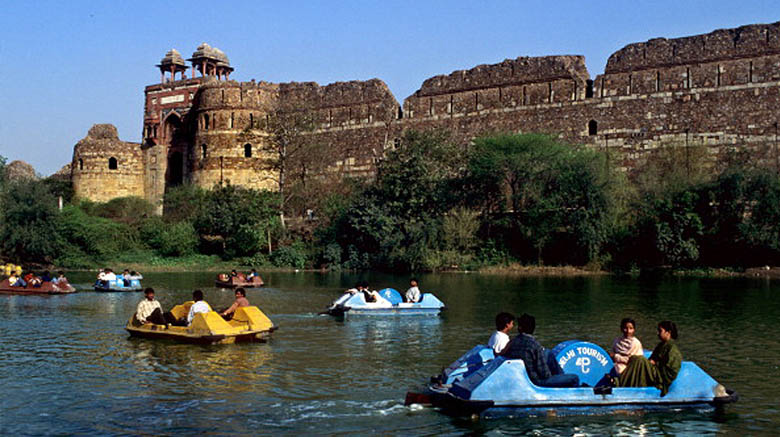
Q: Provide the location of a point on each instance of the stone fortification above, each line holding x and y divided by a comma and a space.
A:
104, 167
720, 90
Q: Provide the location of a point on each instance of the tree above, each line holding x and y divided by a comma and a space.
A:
29, 231
395, 222
539, 190
240, 217
289, 148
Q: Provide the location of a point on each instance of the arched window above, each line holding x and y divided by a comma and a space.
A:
593, 127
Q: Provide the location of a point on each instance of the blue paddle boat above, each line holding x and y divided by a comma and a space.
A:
388, 303
479, 383
119, 284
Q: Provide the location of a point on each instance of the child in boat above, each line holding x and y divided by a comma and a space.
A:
200, 306
60, 278
623, 348
413, 293
15, 280
240, 301
33, 280
504, 324
663, 366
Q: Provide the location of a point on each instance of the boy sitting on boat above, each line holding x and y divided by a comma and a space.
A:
504, 324
525, 347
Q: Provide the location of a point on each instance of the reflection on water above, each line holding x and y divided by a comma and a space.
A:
68, 366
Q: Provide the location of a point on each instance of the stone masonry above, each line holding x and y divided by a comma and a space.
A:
720, 90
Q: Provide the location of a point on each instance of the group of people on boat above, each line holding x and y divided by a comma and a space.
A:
16, 279
631, 369
412, 294
150, 310
239, 276
106, 276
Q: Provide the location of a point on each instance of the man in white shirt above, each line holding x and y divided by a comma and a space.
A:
413, 293
150, 310
200, 306
504, 324
109, 275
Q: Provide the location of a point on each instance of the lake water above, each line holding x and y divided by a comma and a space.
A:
67, 366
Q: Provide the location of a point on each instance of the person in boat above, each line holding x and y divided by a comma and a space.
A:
200, 306
504, 324
33, 280
124, 277
535, 357
241, 301
60, 278
661, 368
413, 293
626, 346
367, 294
149, 310
105, 277
15, 280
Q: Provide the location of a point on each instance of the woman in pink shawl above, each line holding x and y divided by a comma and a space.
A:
626, 346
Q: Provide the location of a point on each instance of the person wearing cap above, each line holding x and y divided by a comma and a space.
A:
200, 306
149, 310
413, 293
241, 301
534, 356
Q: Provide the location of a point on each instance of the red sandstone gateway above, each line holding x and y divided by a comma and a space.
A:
224, 281
45, 288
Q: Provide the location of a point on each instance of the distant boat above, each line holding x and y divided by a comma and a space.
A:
236, 281
479, 383
61, 287
390, 303
119, 284
248, 324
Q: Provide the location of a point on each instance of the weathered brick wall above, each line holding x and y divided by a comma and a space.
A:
91, 176
720, 90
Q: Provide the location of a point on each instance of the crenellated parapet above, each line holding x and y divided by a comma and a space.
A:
720, 90
104, 167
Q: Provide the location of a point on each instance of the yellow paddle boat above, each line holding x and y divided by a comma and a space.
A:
247, 324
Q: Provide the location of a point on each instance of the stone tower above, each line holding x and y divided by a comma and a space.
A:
104, 167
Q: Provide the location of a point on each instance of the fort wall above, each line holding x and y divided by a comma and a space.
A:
720, 90
104, 167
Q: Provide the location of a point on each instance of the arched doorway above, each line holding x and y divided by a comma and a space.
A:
175, 169
176, 140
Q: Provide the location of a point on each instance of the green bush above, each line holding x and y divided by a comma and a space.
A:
169, 239
293, 256
99, 238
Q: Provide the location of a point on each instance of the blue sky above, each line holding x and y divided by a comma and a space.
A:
66, 65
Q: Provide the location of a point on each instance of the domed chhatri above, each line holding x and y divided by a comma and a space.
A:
210, 61
172, 62
173, 56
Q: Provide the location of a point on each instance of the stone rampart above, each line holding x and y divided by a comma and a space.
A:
104, 167
720, 90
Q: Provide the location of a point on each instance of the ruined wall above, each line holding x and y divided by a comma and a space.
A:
94, 174
720, 90
226, 142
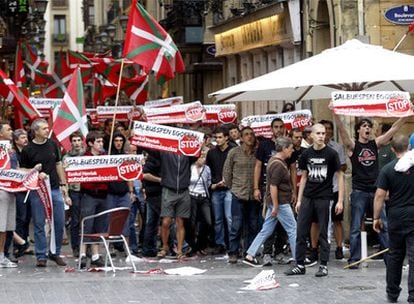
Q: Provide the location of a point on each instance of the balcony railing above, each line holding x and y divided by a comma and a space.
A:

◇ ◇ ◇ ◇

* **Your objective**
Within the entries above, find each line where "blue" appears; copy every one.

* **Reply to the exercise**
Q: Provide the location of a point on each instance of the blue paddle boat above, each line holding x and y divided by a comma and a space.
Q: Provide the location of a point on each instance of the blue sky above, each line holding x and y divided by a comma and a space.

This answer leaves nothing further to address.